WHAT TO PRODUCE: Look in the material below for the line with "large side window" and the line with "yellow tram at", then set down exactly those two lines and all lines between, nothing more.

--- RECORD SET ---

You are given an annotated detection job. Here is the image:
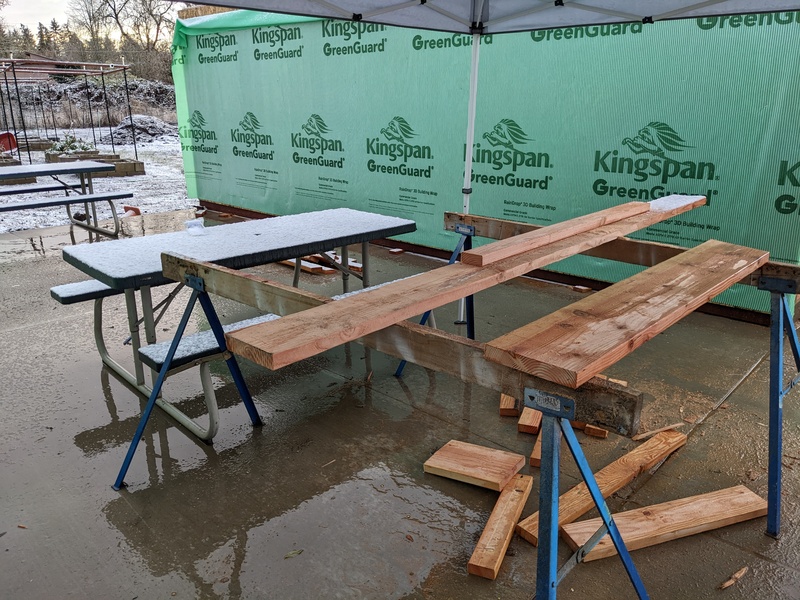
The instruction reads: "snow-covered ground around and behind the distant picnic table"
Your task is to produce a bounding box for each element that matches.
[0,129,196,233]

---
--- RECORD SET ---

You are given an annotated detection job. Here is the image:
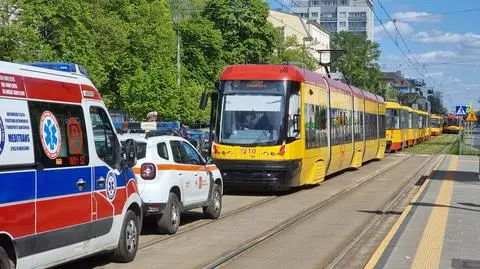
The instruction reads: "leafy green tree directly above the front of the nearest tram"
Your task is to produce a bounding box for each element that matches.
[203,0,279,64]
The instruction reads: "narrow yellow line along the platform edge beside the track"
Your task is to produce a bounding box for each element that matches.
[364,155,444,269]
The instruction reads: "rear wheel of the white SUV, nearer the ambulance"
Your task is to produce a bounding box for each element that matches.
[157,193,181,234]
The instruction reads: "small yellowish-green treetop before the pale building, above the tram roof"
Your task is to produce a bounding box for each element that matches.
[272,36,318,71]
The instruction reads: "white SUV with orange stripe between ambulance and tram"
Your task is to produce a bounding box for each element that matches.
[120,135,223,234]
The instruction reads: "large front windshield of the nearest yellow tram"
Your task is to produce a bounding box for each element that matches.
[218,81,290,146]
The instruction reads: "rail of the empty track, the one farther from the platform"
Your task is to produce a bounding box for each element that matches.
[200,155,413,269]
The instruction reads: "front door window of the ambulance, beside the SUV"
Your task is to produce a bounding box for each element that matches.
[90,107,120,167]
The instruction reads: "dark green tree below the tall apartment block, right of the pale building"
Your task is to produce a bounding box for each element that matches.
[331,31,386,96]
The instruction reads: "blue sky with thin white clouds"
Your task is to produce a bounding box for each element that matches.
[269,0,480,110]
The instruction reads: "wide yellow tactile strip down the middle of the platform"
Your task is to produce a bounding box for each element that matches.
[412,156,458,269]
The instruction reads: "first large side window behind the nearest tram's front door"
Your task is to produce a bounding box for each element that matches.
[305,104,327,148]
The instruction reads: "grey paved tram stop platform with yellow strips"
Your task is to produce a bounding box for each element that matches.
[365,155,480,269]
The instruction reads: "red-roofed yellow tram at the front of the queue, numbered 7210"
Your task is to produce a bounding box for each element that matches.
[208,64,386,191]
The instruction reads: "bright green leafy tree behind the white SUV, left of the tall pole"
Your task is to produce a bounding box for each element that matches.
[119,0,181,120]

---

SOLUTION TO THIS EXERCISE:
The instruction reads: "first large side window behind the nearest tram's front door"
Your task is to produce a bounding box for each element that matches.
[305,104,327,148]
The instruction reads: "grey paved tram stop platform with yellow strips"
Your task is to produce a bounding box for each element that matches.
[365,155,480,269]
The instruction reads: "red-roofed yellow tram at the front of the queue, numbered 7210"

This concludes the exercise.